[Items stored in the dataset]
---
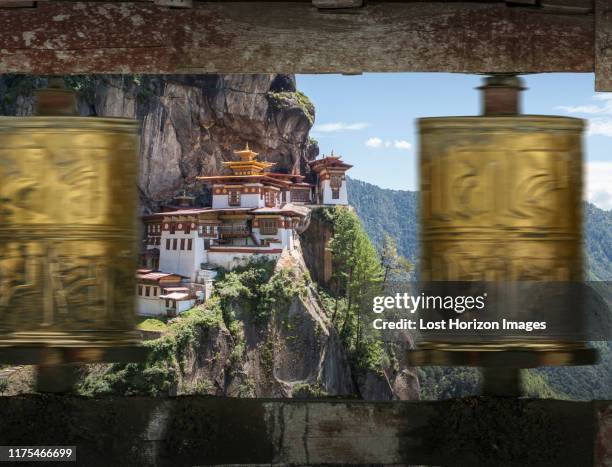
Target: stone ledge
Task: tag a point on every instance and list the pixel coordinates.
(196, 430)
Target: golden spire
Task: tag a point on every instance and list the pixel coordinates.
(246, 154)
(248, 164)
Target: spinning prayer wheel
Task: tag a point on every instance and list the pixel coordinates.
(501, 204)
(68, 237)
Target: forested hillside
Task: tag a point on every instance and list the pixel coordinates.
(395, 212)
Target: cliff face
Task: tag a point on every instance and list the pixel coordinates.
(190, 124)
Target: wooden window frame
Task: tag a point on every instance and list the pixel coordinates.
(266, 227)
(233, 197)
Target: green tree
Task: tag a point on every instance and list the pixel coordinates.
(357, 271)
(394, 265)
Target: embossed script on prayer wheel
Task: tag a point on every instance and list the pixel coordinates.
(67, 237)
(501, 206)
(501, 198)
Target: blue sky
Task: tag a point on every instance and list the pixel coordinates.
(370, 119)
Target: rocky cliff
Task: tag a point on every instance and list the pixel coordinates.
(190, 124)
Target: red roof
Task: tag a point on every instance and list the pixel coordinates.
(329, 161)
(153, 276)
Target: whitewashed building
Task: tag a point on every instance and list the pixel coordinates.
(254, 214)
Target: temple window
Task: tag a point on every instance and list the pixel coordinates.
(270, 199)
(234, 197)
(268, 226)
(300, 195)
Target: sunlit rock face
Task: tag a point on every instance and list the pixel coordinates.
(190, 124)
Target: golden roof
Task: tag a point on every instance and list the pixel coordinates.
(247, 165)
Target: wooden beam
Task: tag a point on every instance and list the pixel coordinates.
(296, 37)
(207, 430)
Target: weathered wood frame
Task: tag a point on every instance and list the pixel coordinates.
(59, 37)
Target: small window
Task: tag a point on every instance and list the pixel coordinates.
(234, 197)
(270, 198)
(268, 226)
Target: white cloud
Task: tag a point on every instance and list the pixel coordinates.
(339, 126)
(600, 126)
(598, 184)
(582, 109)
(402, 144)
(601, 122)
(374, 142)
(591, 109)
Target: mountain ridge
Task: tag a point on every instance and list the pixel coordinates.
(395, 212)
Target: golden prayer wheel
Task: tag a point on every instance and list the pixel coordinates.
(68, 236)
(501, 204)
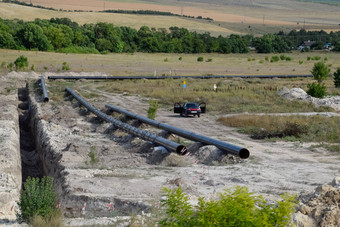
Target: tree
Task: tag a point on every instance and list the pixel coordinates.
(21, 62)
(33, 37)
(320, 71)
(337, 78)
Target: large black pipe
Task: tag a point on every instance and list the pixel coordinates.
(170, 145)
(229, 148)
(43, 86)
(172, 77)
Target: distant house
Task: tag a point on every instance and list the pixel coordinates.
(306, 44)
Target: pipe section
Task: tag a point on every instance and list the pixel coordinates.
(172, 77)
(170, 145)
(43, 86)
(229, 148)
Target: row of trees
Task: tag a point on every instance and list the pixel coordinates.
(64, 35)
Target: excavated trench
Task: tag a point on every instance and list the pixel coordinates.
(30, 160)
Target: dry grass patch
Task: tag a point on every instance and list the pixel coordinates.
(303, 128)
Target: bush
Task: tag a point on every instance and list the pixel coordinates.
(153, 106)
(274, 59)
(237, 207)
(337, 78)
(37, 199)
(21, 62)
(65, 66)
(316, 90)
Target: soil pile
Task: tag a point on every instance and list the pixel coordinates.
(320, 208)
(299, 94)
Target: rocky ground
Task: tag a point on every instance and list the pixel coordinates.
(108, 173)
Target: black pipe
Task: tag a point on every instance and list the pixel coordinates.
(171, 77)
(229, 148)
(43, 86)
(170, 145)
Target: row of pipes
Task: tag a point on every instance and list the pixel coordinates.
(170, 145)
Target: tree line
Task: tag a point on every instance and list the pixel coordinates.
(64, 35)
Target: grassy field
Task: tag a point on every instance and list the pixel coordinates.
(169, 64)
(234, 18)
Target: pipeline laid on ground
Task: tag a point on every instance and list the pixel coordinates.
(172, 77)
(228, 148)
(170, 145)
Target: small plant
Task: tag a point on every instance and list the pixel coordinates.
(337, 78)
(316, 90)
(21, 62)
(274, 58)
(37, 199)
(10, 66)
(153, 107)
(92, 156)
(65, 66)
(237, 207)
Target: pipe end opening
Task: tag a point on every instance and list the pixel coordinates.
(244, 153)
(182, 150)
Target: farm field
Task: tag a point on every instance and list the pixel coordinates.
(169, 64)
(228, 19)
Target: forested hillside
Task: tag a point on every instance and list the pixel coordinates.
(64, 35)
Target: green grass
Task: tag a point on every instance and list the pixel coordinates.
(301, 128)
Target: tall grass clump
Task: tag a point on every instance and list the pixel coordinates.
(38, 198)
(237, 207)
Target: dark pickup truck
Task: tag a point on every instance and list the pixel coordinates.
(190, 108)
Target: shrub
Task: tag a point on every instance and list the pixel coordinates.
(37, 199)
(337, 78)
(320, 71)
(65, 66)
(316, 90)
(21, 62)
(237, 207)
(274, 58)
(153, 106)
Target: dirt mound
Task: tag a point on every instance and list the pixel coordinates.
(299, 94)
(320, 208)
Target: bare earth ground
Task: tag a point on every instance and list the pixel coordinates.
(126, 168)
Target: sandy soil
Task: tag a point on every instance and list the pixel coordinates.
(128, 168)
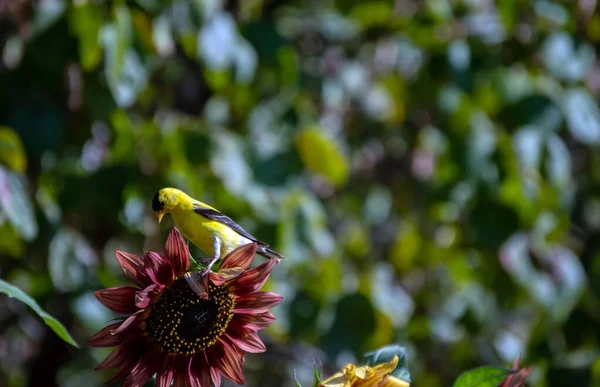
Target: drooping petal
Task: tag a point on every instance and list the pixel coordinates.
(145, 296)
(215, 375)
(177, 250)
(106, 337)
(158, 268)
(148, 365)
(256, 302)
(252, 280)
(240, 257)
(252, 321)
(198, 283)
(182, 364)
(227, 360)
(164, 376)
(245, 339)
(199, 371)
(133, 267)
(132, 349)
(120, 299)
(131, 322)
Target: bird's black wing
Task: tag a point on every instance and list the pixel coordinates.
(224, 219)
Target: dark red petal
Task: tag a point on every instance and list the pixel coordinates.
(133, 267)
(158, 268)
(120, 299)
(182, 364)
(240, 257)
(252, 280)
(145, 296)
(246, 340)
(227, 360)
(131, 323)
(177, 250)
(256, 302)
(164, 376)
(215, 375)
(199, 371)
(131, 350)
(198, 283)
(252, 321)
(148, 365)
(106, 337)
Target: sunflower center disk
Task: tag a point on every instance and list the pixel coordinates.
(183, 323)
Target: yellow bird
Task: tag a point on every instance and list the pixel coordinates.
---
→ WORK INSTRUCTIONS: Return, unchanged and word for word, the lines starting with the line that contains "Target: yellow bird" and continuing through the end of the items.

→ EXERCISE RESPONSE:
Target: yellow bird
Task: tag a point on every instance and list the pixel coordinates.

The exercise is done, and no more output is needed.